Directions
Repeat every entry exactly as given.

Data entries
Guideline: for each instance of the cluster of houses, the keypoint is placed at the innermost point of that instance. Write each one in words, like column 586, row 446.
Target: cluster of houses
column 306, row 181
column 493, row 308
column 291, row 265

Response
Guideline: for each instance of the cluster of houses, the keypoint is placed at the innermost point of that instance. Write each one in words, like column 586, row 446.
Target: cluster of houses
column 306, row 181
column 493, row 308
column 291, row 265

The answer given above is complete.